START Data for the task
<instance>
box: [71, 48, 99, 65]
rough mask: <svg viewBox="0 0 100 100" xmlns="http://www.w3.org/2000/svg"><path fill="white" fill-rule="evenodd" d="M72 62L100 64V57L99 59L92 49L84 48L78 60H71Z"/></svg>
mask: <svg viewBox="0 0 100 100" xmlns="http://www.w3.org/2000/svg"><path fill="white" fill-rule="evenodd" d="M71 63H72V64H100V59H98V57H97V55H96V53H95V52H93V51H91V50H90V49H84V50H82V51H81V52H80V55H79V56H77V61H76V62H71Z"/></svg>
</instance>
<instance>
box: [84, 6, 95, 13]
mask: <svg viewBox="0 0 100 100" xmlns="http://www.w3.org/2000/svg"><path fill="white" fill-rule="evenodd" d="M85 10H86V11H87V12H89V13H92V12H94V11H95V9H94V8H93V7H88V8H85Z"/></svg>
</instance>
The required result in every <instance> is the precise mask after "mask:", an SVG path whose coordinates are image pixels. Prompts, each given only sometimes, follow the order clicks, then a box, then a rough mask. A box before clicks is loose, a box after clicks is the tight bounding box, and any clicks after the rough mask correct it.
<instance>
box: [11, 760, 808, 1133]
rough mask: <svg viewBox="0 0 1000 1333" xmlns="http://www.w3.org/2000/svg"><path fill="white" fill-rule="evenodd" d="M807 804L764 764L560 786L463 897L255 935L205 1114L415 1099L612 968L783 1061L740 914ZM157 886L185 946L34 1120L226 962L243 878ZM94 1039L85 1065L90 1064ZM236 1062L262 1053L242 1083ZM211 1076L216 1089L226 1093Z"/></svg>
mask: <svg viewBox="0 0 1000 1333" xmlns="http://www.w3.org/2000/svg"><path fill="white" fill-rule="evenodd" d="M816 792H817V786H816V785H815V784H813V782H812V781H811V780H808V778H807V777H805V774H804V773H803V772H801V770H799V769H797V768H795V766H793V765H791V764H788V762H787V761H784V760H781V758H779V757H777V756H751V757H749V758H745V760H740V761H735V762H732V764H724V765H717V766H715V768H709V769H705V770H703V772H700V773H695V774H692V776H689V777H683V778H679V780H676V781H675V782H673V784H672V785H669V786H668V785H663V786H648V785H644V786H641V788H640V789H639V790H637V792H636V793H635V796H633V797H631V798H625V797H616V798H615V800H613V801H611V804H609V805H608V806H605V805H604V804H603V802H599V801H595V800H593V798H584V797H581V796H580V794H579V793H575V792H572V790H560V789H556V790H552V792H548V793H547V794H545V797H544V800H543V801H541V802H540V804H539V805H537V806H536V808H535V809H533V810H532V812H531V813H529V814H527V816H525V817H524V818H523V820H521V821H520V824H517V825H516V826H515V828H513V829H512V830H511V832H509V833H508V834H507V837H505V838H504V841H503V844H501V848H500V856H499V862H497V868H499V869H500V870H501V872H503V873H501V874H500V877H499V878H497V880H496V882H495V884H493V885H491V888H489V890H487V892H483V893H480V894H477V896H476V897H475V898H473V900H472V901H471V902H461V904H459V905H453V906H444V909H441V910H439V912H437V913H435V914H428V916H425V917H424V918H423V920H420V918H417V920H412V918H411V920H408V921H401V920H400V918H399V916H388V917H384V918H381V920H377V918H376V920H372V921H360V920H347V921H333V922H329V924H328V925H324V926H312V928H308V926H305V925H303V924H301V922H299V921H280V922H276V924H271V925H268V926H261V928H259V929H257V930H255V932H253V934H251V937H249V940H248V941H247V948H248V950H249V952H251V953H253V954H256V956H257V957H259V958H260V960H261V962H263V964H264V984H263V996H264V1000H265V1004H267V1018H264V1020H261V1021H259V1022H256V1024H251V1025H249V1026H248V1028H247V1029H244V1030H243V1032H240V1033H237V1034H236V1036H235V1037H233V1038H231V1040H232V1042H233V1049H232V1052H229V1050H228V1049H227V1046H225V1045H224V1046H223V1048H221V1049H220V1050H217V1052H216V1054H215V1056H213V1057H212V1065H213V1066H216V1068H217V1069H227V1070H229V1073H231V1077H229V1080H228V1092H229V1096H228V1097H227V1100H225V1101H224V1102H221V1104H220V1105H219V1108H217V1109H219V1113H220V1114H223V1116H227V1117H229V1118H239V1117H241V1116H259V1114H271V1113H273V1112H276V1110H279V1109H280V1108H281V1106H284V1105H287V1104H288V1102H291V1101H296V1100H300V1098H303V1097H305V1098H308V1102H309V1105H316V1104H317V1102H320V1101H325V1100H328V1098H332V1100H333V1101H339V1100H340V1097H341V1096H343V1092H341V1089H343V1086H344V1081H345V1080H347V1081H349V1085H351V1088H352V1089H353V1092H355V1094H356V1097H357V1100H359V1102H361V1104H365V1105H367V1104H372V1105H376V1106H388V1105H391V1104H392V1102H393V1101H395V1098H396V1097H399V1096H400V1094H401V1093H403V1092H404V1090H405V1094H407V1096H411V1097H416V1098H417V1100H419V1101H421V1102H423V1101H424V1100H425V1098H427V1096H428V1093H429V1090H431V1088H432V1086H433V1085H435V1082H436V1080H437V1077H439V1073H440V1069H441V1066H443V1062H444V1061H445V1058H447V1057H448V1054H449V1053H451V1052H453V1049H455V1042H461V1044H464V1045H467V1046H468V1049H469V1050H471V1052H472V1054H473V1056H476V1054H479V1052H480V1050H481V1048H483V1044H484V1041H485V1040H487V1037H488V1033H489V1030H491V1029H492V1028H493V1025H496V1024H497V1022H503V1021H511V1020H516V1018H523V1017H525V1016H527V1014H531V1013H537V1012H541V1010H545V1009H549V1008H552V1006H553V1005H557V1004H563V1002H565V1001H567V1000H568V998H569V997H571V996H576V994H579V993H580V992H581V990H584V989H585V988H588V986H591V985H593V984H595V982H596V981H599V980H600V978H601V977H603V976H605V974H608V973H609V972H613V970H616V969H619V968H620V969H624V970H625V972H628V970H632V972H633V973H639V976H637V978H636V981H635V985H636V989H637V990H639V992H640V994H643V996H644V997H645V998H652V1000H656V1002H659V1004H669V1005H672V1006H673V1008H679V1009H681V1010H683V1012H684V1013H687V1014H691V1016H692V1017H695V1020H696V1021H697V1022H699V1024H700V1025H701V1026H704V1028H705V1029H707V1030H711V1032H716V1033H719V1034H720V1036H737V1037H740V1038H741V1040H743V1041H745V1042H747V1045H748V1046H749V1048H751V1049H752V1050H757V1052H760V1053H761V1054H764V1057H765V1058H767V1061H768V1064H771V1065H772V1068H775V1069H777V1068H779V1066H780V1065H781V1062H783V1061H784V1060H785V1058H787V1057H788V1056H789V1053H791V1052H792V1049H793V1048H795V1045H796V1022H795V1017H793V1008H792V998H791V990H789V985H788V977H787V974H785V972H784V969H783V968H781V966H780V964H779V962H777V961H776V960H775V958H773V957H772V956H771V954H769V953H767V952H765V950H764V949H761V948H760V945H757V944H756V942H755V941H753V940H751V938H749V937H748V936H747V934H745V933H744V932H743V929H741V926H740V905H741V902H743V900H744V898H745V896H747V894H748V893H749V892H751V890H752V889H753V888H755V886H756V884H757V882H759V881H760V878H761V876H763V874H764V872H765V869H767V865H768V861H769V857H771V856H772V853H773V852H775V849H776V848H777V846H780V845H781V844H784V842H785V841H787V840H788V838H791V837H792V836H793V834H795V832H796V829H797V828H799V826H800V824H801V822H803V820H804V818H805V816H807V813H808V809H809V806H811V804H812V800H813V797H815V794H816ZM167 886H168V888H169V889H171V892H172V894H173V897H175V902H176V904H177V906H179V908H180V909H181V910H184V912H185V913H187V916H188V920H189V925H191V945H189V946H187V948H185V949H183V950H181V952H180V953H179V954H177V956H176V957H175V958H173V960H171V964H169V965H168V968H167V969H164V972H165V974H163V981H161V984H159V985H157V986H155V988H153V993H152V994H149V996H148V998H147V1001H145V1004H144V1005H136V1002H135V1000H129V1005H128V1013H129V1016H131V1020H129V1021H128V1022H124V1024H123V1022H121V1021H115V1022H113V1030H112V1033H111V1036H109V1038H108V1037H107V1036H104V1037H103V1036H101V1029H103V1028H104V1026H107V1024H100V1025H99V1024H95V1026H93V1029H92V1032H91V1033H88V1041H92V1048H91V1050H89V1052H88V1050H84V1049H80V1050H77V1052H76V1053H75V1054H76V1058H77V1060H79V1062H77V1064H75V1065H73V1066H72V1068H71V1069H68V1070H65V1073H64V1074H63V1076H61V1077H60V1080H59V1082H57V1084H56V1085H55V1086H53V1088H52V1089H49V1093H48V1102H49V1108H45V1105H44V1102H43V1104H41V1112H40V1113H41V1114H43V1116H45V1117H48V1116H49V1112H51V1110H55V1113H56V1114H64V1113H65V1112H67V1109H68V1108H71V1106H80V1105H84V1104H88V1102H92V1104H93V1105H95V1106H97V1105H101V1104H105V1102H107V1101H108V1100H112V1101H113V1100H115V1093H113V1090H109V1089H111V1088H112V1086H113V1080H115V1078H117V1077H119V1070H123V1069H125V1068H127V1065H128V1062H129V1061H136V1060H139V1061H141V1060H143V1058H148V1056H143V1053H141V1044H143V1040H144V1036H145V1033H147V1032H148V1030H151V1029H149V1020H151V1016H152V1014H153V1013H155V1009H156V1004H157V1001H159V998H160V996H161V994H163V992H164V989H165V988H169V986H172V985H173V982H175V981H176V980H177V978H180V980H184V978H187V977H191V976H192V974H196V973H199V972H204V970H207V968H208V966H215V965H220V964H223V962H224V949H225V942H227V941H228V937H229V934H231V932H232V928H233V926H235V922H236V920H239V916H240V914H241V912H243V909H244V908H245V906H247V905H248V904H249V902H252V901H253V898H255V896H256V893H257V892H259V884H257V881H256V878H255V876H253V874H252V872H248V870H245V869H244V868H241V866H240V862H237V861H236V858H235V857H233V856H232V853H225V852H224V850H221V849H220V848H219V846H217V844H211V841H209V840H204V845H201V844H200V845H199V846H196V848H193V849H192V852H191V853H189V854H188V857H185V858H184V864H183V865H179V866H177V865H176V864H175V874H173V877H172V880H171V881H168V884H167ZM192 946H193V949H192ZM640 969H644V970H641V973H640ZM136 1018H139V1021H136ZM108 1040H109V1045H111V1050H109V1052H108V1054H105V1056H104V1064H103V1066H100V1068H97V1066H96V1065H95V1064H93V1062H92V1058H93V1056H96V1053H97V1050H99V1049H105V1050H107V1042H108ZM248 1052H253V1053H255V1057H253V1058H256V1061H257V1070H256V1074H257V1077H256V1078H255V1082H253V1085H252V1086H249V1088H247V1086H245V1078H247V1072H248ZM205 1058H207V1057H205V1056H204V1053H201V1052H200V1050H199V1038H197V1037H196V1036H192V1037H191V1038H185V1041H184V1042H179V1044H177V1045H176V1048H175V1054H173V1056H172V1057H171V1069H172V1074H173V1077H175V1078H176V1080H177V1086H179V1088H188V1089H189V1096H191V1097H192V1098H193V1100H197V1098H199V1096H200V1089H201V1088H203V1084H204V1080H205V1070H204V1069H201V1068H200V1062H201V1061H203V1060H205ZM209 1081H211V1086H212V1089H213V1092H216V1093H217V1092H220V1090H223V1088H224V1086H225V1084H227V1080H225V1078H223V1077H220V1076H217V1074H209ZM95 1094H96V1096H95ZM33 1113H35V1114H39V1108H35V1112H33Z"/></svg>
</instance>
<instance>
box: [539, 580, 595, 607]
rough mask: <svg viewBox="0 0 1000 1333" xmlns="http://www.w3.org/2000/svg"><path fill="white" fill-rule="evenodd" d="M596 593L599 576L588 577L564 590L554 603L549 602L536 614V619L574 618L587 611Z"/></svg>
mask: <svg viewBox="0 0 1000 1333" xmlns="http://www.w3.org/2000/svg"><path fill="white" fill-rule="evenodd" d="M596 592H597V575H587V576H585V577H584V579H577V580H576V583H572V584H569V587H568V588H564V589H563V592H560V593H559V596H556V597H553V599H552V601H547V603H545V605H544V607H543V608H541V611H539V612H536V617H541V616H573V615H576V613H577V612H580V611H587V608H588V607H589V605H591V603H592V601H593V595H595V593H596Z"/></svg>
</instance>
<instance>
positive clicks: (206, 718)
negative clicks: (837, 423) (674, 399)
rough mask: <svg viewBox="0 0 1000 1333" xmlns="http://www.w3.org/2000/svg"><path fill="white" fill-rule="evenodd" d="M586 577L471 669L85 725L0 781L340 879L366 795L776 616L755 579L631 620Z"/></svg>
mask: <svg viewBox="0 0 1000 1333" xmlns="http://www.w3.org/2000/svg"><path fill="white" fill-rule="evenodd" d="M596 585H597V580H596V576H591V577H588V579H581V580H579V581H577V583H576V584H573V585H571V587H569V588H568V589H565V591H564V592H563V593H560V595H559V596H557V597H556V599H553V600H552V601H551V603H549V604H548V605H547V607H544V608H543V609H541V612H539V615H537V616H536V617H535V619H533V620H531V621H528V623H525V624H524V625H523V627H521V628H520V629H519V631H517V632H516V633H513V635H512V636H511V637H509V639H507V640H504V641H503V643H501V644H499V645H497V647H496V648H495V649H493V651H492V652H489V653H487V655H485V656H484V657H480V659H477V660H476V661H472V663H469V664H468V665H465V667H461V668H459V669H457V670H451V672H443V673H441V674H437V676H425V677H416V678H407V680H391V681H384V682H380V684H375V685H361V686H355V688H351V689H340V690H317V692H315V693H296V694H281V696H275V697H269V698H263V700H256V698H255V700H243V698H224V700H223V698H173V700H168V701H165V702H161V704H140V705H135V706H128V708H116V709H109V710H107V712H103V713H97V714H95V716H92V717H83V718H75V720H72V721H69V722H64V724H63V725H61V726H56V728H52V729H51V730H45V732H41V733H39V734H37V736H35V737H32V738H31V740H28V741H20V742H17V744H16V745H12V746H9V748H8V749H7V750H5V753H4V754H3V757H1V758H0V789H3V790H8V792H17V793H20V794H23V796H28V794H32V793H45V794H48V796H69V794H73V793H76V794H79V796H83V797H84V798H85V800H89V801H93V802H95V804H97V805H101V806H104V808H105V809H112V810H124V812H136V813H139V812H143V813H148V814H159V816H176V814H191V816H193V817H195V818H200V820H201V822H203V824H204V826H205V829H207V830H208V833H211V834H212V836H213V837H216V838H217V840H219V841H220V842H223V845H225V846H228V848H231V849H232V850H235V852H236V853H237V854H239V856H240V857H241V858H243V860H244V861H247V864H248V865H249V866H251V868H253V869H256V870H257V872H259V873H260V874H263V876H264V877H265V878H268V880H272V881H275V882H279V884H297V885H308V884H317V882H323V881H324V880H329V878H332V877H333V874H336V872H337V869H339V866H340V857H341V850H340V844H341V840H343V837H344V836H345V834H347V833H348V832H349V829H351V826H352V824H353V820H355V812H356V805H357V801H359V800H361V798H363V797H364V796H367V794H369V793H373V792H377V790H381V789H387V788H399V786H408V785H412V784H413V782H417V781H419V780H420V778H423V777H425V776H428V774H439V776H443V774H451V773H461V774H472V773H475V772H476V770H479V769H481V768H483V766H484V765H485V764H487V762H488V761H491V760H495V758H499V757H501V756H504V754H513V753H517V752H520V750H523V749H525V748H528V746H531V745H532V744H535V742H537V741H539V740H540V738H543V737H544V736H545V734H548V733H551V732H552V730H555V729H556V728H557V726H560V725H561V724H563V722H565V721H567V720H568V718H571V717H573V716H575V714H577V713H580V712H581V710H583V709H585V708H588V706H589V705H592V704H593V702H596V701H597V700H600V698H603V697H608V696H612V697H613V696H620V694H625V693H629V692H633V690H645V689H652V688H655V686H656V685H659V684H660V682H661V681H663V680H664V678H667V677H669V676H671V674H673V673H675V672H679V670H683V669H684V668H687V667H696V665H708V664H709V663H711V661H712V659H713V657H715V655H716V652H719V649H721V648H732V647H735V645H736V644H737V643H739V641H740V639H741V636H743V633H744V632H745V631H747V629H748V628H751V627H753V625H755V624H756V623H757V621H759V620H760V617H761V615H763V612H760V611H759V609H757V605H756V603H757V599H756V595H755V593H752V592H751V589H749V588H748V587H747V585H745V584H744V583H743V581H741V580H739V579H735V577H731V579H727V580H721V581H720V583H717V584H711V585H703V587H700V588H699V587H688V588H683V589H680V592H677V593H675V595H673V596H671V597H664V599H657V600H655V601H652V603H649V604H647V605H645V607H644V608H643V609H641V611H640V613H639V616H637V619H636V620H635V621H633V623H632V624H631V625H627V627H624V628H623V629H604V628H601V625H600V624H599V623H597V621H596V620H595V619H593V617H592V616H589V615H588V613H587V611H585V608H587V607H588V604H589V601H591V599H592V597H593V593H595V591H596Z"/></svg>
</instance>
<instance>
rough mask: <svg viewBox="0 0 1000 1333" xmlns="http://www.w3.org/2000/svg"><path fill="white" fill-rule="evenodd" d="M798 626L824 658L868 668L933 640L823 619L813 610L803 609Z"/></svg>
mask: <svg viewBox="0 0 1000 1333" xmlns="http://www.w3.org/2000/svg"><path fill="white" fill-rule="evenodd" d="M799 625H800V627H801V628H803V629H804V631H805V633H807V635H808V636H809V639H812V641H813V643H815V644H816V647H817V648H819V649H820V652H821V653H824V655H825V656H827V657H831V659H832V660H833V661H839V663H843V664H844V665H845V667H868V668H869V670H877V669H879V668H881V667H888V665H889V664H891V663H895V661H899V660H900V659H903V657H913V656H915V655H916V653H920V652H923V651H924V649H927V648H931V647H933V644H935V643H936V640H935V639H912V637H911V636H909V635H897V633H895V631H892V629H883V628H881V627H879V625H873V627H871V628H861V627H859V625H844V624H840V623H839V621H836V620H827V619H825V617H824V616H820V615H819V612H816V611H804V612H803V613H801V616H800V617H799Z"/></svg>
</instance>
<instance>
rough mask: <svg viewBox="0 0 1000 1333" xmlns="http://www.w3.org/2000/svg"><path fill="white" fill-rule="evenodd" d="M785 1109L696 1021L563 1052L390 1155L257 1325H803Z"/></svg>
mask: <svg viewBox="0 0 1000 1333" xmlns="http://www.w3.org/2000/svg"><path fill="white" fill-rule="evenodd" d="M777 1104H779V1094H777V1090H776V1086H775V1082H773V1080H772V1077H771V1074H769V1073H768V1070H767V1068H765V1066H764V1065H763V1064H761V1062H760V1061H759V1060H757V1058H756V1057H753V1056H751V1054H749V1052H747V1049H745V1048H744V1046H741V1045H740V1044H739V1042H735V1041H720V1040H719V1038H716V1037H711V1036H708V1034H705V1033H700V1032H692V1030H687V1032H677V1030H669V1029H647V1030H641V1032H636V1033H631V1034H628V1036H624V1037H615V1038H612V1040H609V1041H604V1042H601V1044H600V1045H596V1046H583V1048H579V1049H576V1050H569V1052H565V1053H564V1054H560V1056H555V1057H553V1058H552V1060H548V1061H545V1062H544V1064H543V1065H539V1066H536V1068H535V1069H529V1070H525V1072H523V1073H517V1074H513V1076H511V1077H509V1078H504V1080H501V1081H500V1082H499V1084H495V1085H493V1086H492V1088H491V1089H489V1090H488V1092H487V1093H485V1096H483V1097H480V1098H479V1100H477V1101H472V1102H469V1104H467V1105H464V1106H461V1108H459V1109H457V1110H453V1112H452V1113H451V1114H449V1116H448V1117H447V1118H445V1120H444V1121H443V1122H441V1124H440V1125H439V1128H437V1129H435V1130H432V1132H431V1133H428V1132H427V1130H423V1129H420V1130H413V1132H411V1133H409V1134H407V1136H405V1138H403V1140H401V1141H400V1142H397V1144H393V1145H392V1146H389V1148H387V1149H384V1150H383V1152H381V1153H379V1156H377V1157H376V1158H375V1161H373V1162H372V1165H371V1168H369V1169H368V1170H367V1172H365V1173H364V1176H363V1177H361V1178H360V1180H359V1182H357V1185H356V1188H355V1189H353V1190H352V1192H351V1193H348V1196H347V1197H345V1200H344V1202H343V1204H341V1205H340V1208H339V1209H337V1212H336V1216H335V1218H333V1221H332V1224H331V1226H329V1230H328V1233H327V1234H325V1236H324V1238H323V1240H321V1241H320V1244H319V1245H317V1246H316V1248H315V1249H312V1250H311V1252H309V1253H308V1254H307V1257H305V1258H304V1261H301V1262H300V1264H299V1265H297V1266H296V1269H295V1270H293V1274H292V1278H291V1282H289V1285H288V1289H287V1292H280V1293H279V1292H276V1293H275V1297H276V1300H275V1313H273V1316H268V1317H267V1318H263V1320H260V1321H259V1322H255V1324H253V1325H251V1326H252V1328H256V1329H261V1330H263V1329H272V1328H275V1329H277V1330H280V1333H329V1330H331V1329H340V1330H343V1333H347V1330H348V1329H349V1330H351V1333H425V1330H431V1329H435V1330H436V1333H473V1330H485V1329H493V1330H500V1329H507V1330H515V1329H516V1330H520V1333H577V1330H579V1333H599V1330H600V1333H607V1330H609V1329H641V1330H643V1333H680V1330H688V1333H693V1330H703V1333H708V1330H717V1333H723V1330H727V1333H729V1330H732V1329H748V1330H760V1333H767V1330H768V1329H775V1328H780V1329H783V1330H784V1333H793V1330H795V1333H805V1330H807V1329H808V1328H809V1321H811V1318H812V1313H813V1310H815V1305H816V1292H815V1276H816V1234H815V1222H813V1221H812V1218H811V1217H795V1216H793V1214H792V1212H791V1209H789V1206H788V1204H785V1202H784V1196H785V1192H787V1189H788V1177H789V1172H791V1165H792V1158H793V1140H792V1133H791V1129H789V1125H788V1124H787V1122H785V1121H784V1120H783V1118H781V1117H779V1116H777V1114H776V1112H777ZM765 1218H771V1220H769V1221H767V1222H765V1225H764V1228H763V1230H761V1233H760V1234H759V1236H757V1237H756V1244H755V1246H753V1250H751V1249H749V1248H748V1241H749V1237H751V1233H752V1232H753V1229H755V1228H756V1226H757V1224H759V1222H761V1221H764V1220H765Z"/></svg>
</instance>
END Data for the task
### Exercise
Start at the first line of the entries and stop at the line with "box: [11, 760, 808, 1133]". Retype each of those lines exactly, both ends included.

### Answer to this exercise
<instance>
box: [71, 48, 99, 65]
rough mask: <svg viewBox="0 0 100 100" xmlns="http://www.w3.org/2000/svg"><path fill="white" fill-rule="evenodd" d="M72 62L100 64V57L99 59L92 49L84 48L78 60H71Z"/></svg>
mask: <svg viewBox="0 0 100 100" xmlns="http://www.w3.org/2000/svg"><path fill="white" fill-rule="evenodd" d="M71 63H72V64H100V59H98V57H97V55H96V53H95V52H93V51H91V50H90V49H84V50H82V51H81V52H80V55H79V56H77V61H76V62H71Z"/></svg>
</instance>
<instance>
box: [84, 6, 95, 13]
mask: <svg viewBox="0 0 100 100" xmlns="http://www.w3.org/2000/svg"><path fill="white" fill-rule="evenodd" d="M85 10H86V11H87V12H89V13H92V12H94V11H95V9H94V8H93V7H88V8H85Z"/></svg>
</instance>
The required result in every <instance> is the precise mask after "mask:", an SVG path whose coordinates are image pixels. Prompts, each given only sometimes, follow the order clicks, then a box, then a rough mask. A box before clicks is loose, a box after clicks is the tight bounding box, and any clicks after the rough mask correct it.
<instance>
box: [11, 760, 808, 1133]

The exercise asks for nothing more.